:: STATED TASK A ::
In the text on the three-entity Introduction model for enrollment, what does the writer call using previous credentials?
:: STATED TASK B ::
Pick up the text on the three-entity Introduction model for enrollment after its last sentence and keep writing it.

:: TEXT SEGMENT ::
►
Can you offer an example of an enrollment mechanism that does not depend
on either an "out of band" exchange or imprinting, or in some way can
not be described using the three entity Introduction model? (Using
previous credentials is an example of what I've called 'self
introduction' and falls entirely within the model)
The primary advantage of this model is that it provides a mechanisms for
building direct trust between two entities by leveraging transitive
trust across third party. If implemented correctly the trust
relationships between the Introducer and the Petitioner and between the
Introducer and the Registrar need have no bearing on the ultimate trust
established between the Petitioner and the Registrar. (Again, this
accurately models what we see today where even the most secure of large
symmetric and asymetric key enrollments start with a simple password
known only the administrators).
◄
:: INFORMATION SHOWN ::
►
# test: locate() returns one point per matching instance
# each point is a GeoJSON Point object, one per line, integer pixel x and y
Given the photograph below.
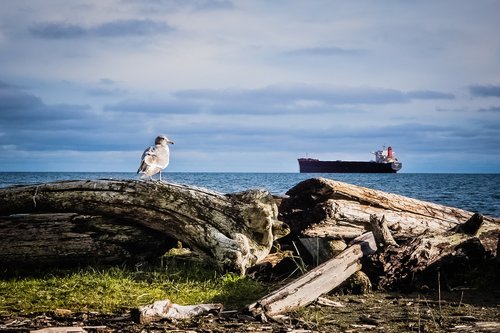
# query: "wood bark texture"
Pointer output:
{"type": "Point", "coordinates": [451, 252]}
{"type": "Point", "coordinates": [61, 239]}
{"type": "Point", "coordinates": [233, 231]}
{"type": "Point", "coordinates": [320, 207]}
{"type": "Point", "coordinates": [317, 281]}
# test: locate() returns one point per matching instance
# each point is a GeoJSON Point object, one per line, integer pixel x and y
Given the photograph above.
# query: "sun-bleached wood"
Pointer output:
{"type": "Point", "coordinates": [317, 281]}
{"type": "Point", "coordinates": [233, 231]}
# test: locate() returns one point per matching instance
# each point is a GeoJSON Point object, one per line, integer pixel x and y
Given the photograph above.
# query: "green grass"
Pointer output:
{"type": "Point", "coordinates": [110, 290]}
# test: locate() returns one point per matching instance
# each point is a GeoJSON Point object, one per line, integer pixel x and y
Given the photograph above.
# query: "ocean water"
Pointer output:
{"type": "Point", "coordinates": [473, 192]}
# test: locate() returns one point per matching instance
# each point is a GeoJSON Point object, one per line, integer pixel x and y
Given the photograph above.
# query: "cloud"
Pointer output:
{"type": "Point", "coordinates": [485, 90]}
{"type": "Point", "coordinates": [324, 51]}
{"type": "Point", "coordinates": [210, 5]}
{"type": "Point", "coordinates": [117, 28]}
{"type": "Point", "coordinates": [121, 28]}
{"type": "Point", "coordinates": [106, 92]}
{"type": "Point", "coordinates": [428, 94]}
{"type": "Point", "coordinates": [490, 109]}
{"type": "Point", "coordinates": [174, 6]}
{"type": "Point", "coordinates": [60, 30]}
◄
:: OUTPUT A ::
'Self introduction,' which falls entirely within the model.

:: OUTPUT B ::
Enough for tonight, I look forward to everybodies comments,
- Max
> > 2. Example profiles of how the Introduction protocol can be
> > used for advanced deployment scenarios:
> >
> > a. The Introducer is a single user at their web browser
> > leveraging their trust relationship with a locally
> > administered entity (petitioner) and their trust relationship
> > with a remote entity (registrar). For
> > example: a home user 'enrolling' local VPN software or
> > hardware with a corporate VPN network.
> >
> > b. The Introducer is a single organization leveraging
> > their existing trust relationship with a customer to drop
> > ship pre-Introduced equipment for later installation and
> > enrollent. For example: an ISP purchasing a dsl modem from a
> > hardware vendor, having it drop shipped to a customer where
> > it can automatically and securely join the ISP network.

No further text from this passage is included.